INSTRUCTIONS
a - Answer these from the account of the lost telephone line in Kenya:
(i) What did the man use to tether his goats to the tree?
(ii) Which city's subscribers did the Kenya Telecom building serve?
(iii) What were the security guards in the reception area doing?
b - Write the next part of the account of the trip to the Kenya Telecom offices, starting right after its final sentence.

TEXT EXCERPT
........

She followed my pointing finger and we watched as a local chap started draping the lower branches with old plastic sheets and bits of corrugated iron. The tree was just outside our compound, and grew out of what once was the pavement; it was soon reminiscent of a Christmas tree decorated by a deranged Turner prize winner.
‘He's moved into that tree,’ said Laura.
‘He’s moving a couple of goats in as well,’ I said, and we both watched as the real estate developer tethered his pets to the tree using our telephone line.

Telephone poles are a rarity in these parts as they make exceedingly good objects to run into when the brakes fail, allowing the vehicle to come to come to a stop, albeit a sudden one. The answer is to drape the line from tree to tree thus giving the Telephone Company workers the double advantage of being able to sell any new replacement poles to local charcoal burners and itinerant builders.
‘That’s it,’ said Laura, ‘That’s the end of our telephone again.’

By ‘again’ just about summed it up. It was a regular occurrence for one reason or another, ranging from floods, fire and monkeys. Getting back on line again was always fun. If you didn’t look upon it as fun, you may as well book a straight jacket there and then. Dealing with any Governmental department here in Kenya was the same. Logic goes out of the window and so does any sense of common sense.

I arrived at the Kenya Telecom offices later that morning. An old colonial building that had served the Mombasa telephone subscribers for decades. It was like walking back a few decades as well, as you enter the reception area. This area is one to miss as it’s always crowded with customers, Africans, Arabs and Asians waving sheets of paper in various stages of agitation at the laid back clerks There were unofficial guides wanting to show anyone the attributes of the now wonderfully decrepit building for a few shillings, and a couple of Security guards reading newspapers. Niftily avoiding the maelstrom surrounding the reception clerk’s desk, I mounted a staircase on the way to the Promised Land of mystifying East African beguilement.

And promises were all I was going to get, I knew that, it was a start though and in this land of illusions all I could expect. The shabby, corridors were full of files, sometimes up to the ceiling, probably I thought, holding the damn thing up in places. Glancing through opened doors into offices was much the same boxes and boxes of files stacked in every available place. Overhead, fans ground their way slowly around like arthritic mosquitoes, while their healthier cousins flew around biting anything that moved. Flimsy pieces of paper that had escaped from the filing system, perhaps twenty years ago gently wafted around the building in humid air currents. Occasionally someone would catch one, read it idly and then send it on its interminable way to continue its gentle flight of fancy.

........

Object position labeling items
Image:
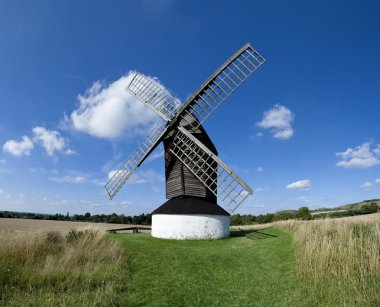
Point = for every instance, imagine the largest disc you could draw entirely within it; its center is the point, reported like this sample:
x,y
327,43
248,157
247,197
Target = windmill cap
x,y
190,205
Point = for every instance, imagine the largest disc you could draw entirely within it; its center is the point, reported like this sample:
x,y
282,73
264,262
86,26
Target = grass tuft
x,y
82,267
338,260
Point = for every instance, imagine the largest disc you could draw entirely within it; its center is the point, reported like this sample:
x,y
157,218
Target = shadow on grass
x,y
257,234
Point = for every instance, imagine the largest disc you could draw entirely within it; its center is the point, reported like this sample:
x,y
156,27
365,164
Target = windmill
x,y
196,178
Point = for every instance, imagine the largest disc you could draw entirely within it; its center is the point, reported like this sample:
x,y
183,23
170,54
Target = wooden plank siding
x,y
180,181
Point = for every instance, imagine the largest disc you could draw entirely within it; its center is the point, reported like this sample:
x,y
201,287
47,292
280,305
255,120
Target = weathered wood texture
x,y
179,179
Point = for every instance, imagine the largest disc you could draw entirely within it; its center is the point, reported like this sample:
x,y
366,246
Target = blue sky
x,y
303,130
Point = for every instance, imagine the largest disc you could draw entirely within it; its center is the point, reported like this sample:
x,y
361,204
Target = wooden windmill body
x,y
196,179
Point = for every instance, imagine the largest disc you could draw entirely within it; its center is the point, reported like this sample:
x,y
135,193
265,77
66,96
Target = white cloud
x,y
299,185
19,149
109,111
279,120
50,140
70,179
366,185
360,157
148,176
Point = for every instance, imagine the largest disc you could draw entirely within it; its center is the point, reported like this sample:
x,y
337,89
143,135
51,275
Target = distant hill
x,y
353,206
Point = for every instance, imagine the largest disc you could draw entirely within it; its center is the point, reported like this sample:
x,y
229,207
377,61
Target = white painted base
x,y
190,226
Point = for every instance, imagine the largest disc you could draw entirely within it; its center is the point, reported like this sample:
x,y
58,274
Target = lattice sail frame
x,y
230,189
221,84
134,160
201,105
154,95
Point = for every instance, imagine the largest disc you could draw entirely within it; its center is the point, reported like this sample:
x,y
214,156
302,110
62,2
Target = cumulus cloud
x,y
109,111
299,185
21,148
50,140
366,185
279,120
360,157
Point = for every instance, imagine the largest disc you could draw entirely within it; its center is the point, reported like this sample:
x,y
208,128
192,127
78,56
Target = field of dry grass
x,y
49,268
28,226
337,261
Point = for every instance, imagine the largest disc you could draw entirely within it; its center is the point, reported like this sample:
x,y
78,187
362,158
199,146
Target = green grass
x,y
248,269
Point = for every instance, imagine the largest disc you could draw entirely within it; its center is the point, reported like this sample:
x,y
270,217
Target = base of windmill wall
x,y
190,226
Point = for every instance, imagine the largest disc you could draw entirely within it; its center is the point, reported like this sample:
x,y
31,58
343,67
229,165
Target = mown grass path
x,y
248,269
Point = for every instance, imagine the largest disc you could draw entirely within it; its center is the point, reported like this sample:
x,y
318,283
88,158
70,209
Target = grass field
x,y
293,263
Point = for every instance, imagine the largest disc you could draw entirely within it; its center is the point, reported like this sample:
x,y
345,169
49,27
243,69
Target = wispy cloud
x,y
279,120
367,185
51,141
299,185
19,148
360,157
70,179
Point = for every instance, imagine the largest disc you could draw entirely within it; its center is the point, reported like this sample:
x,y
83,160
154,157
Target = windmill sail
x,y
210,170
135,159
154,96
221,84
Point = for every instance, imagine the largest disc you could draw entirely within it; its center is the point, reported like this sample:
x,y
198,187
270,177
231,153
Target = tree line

........

ANSWERS BY TASK
a -
(i) The narrator's telephone line
(ii) Mombasa
(iii) Reading newspapers

b -
Eventually I reached the office of Mr Umbungo, who I was informed was the very chap to sort out my problems. The office was much like any other, no sign of technology, not even a phone for God’s sake, just stacks and stacks of files and a girl fast asleep under a table.
‘Ahem,’ I sort of coughed. She stirred, opened one eye, closed it and yawned. I moved a stack of newspapers off a chair and sat down. When she finally arose she seemed to go into a semi trance while staring at an empty coca-cola bottle. This went on for some minutes and I was beginning to worry that she had somehow self hypnotised herself and was going to suddenly pick up a stack of files and suffocate me with them. However all was well, she sat down and she smiled very sweetly in my direction and said, ‘Good morning, how are you?’
‘I’m very well thank you.’ I said.
‘And how is your family?’
‘They’re very well as well. How are you….’

This exchange of pleasantries regarding the wellbeing of families is a normal formality in Africa and if not brought as diplomatically as possible to an end can go on ad infinitum. It’s a precursor to the start of any business or meaningful discussion. The meaningful discussion in this case was whether I would like a drink? I suppressed the retort that a large Bloody Mary would indeed be welcome and told her that a coca-cola would be nice.
‘Frederick,’ she shouted, out of the door.
A young lad ambled in. ‘Go and fetch two cokes,’ she said, and turned to me, ‘Give him thirty shillings.’ I did as I was bid.
‘Mr Umbungo will be here very soon,’ she said.
I was used to this very soon nonsense ‘Very soon’ in Africa means anytime within the next six hours. I settled down to wait.

Mr Umbungo arrived at about half past eleven and we exchanged the usual pleasantries vis a vis the well being of our respective families, Frederick was again summoned, and I bought him a coca cola.
‘You say there is a man building a dwelling on your land?’ he said, after I had, I thought, described the exact nature of the problem.
‘No I suppose the council owns the tree,’ I said.
‘But you are in the wrong department,’ he replied.
‘No,’ I said, ‘the telephone wire that connects my phone to your exchange has been used by this man to tether his goats. He has cut the wire from the tree that was being used as a telephone pole.’
‘We do not use trees,’ he said.

I would have gone to the window at this stage and pointed out any number of trees being used to convey wires to the exchange, if the window hadn’t been blocked by old files. Anyway that wasn’t the way to deal with African logic, I knew what he wanted and he knew that I knew.
‘I will have to pay a visit and assess the situation,’ he added. ‘If what you say is true then this man will be in serious trouble. You can collect me in the morning’.

A time was set for three o’ clock the next morning, which meant in real time anytime after nine. Time starts at daybreak for Kenyans and finishes at sunrise which makes life complicated for those of us who don’t realise there is a completely different time scale out here. It doesn’t matter much though; time is a very flexible element in any case and has no meaning.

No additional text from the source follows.